=== Extracted records ===

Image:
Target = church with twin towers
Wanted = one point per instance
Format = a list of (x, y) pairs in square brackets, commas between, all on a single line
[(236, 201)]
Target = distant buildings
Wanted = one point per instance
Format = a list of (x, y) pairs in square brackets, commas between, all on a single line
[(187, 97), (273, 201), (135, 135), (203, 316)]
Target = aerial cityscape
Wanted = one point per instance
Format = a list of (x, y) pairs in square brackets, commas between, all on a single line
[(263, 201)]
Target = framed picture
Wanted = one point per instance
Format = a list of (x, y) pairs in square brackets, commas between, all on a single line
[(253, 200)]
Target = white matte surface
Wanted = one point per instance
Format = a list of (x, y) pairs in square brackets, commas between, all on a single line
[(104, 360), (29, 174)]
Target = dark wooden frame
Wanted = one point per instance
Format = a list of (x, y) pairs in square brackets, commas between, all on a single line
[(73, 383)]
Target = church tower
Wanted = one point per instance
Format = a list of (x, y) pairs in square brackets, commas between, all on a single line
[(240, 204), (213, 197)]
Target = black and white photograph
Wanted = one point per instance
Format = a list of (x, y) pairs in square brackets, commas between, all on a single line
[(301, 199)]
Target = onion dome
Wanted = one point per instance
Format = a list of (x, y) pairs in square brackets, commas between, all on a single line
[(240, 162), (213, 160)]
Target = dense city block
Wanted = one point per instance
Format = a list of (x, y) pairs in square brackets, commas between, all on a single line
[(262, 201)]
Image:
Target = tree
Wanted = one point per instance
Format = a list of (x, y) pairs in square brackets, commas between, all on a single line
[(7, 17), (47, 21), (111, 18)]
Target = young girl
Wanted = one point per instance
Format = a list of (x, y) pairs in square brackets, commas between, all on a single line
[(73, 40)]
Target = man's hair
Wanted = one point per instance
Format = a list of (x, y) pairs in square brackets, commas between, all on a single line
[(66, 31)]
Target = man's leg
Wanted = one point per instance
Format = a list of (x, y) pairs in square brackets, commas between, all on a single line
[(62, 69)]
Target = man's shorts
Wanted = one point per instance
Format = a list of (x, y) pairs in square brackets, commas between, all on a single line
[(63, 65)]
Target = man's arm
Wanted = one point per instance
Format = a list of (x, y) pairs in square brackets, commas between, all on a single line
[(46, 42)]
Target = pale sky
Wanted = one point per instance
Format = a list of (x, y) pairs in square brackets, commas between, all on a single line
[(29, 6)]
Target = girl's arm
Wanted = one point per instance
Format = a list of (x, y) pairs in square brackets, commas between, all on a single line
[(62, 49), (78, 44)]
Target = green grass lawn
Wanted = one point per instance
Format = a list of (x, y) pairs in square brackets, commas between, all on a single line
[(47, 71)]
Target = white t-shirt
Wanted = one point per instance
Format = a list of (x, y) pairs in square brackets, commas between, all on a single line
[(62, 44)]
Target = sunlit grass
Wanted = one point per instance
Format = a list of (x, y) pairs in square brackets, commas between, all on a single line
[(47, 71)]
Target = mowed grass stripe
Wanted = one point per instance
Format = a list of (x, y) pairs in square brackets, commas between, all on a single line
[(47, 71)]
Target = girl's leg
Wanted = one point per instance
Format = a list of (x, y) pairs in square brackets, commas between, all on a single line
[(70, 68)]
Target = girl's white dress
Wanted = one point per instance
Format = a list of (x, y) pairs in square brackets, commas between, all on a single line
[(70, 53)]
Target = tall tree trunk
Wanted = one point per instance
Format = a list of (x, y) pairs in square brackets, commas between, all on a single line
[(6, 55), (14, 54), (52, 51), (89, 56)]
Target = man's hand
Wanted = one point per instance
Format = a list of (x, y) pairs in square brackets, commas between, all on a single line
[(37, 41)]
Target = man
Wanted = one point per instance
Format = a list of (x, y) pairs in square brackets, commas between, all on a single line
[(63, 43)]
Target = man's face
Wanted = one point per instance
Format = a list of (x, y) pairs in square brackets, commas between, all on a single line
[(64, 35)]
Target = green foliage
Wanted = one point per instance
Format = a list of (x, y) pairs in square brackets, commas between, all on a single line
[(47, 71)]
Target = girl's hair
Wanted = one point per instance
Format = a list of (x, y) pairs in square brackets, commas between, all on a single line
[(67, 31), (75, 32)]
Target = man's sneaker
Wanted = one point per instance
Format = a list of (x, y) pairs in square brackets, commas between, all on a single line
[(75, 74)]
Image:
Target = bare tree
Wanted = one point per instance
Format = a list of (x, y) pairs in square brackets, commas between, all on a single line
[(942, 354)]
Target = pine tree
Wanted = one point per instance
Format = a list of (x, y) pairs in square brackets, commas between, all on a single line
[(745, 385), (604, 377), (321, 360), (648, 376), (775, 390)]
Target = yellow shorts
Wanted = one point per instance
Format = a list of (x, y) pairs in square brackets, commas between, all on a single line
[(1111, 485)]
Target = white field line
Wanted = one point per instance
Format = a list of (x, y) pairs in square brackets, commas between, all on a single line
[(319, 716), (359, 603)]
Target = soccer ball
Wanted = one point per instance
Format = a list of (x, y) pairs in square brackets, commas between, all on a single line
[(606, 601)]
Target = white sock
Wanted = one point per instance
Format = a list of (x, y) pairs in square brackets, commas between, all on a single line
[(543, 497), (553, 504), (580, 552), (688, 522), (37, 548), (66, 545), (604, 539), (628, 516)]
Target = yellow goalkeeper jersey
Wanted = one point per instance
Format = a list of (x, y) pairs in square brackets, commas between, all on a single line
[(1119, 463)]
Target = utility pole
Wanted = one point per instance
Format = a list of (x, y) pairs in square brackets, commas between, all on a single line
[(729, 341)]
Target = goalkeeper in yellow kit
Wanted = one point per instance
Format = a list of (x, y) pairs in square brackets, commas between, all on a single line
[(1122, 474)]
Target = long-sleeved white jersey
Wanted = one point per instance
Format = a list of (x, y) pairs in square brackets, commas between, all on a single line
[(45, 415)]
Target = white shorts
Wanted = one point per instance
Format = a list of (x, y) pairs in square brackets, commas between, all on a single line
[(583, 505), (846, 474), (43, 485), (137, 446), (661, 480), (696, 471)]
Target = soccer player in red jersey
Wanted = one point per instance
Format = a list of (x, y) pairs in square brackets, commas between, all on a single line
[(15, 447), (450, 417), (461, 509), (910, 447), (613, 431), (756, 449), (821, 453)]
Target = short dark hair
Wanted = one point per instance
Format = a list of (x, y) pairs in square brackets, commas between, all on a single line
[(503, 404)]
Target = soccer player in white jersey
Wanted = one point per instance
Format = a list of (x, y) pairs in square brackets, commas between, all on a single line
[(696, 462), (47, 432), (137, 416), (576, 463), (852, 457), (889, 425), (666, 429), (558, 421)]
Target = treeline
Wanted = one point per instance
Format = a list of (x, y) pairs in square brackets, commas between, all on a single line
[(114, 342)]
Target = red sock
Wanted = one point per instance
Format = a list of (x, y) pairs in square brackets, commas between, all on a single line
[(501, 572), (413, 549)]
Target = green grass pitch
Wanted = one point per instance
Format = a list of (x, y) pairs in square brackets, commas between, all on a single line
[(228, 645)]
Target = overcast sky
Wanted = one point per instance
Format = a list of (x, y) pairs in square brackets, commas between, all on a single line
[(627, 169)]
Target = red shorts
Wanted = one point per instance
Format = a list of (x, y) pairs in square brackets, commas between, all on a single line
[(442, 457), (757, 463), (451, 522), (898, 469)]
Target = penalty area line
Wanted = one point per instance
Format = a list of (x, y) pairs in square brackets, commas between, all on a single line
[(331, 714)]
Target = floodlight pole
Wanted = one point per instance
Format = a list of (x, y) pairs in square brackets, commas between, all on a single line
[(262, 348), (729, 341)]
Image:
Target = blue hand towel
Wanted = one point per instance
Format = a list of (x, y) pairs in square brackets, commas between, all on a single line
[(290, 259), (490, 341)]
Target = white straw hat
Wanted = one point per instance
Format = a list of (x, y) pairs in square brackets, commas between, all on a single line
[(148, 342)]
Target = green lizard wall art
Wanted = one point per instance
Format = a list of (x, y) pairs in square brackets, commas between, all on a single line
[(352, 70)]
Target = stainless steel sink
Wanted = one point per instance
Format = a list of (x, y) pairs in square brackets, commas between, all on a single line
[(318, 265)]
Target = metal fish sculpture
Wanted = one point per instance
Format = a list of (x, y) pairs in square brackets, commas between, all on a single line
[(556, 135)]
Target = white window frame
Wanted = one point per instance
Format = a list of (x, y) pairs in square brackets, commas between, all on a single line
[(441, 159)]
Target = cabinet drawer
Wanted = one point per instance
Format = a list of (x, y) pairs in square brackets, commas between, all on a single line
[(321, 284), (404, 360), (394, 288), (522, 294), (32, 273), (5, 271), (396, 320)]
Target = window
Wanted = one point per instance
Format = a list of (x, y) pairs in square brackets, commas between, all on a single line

===

Your instructions: Wherever a line in the entries above holds "hand", copy that line.

Written solution:
Target = man's hand
Target = blue hand towel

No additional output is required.